▶ [Passage given]:
THIS IS NOT OK. This is a MARRIED MAN WHO HAS CHILDREN. What the hell is WRONG with you people?

THIS IS NOT OK. This is a MARRIED MAN WHO HAS CHILDREN. What the hell is WRONG with you people? Yes, I KNOW it’s a movie quote. THAT IS NOT THE POINT HERE.

Guys, I’m all for geeky passion. I totally am. I am one of you. I AM ONE OF YOUR CROWD. I am passionate about uncool shit. I was a geek back when that was an INSULT. But there’s geeky passion…then there’s taking the express train to crazytown. I think a few of you took the express train to crazytown when the Affleck announcement came out. I’d like to say I’m not judging you? But that’d be a lie. I totally am.

(You do know that Ben Affleck is a real person with FEELINGS, right? And that by screaming how much you hate him and how terrible of an actor/person he is ALL OVER THE INTERWEBS, his feelings are probably getting a little tender? “WHO CARES HE CAN DRY HIS TEARS WITH HIS MILLIONS!” Yeah, shut up. People with money have feelings, too. And it’s shitty to be that mean to ANYONE.)

OK, here’s the third point, and here’s where you all start yelling at me; I don’t even care. I stand by this one.

REASON THE THIRD: I THINK BEN AFFLECK IS A GOOD ACTOR

Shush. JUST SHUSH.

Yes. I am aware that he’s done some questionable movies. Can you think of a single actor who has a long resume who DIDN’T do some questionable movies? I can’t think of a single actor who’s only been in hits his or her whole career. Acting’s a tough game, kiddos. Sometimes you take roles because you need the money; sometimes you take roles because you owe the director or producer or production company a favor; sometimes you take roles because going into it, it seemed like a different role/movie/production/play than the final product proves to be; sometimes you take roles because you’re guaranteed exposure, or because you want the opportunity to work with a certain actor/director/producer and don’t know when you’ll get that chance again, or because if you do this project, the Powers That Be might look kindly on you for another (good) project.

I’m the first to admit I haven’t seen everything Affleck’s been in (I mean, seriously, the guy’s been in a lot of movies) but I’ve seen more Affleck movies than a lot of other actors’ movies…and that’s saying a lot, considering I don’t watch movies much anymore. I have enough to do to keep up with all the television I watch.

▶ [Dataset entries]:
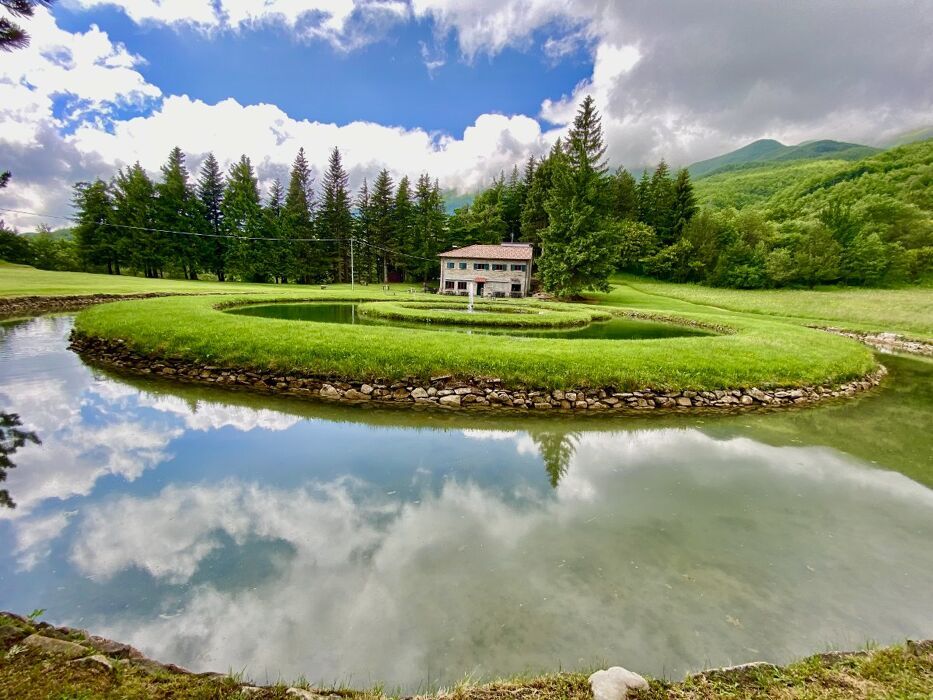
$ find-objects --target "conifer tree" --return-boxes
[113,161,159,277]
[156,146,205,280]
[196,153,229,282]
[318,148,353,282]
[538,96,617,297]
[221,155,268,282]
[353,178,378,284]
[262,178,292,284]
[392,175,415,280]
[285,148,318,284]
[609,168,638,221]
[72,179,122,275]
[671,168,698,240]
[370,168,400,282]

▶ [What is expected]: Take the post defending Ben Affleck as an actor further, writing on from its last sentence in the same voice. The records play no part in what is asked here.

▶ [Response to the task]:
I just looked at his IMDb. I’ve seen all of his Kevin Smith movies. I’ve also seen Pearl Harbor, 200 Cigarettes, Shakespeare in Love, Armageddon, Phantoms, Good Will Hunting, and Dazed and Confused. I have Argo sitting here, but I haven’t seen it yet. I also saw Gone Baby Gone, which he directed. I’ve seen him every time he’s hosted Saturday Night Live.

No, I didn’t see the movies people like to shout about when they’re all “OMG NOT AFFLECK!!1!” like Gigli and Daredevil and Reindeer Games. I know people point out Jersey Girl as one of the bad movies. I didn’t think Jersey Girl was one of Smith’s best films, but I didn’t hate it like most people did. I thought it was fine. A bad Kevin Smith movie is still, for me, leaps and bounds above a lot of other movies.

Here’s the thing, you guys. I’m a fan of Affleck’s work. I think he’s come a long way. I think he was good to begin with, if a little raw; I think he’s matured into a very poised, talented man, and his directing proves this. His acting has also matured.

(I also think he’s come a long way since the Bennifer days, and I didn’t think he’d bounce back from that. Good for him.)

Thing is, I liked him before. I liked him when he was a goofball in the early Kevin Smith movies, and I think he has one of the single most affecting moments in my favorite Smith movie, which is Dogma. You’re all probably going to say “WHATEVER! CHEESY!” but the scene where he meets up with God (yes, the Alanis Morissette God) and he realizes she’s forgiven him, and is going to send him home, and he apologizes with that little catch in his throat, and thanks her, and just breaks down?

This scene. This one RIGHT HERE.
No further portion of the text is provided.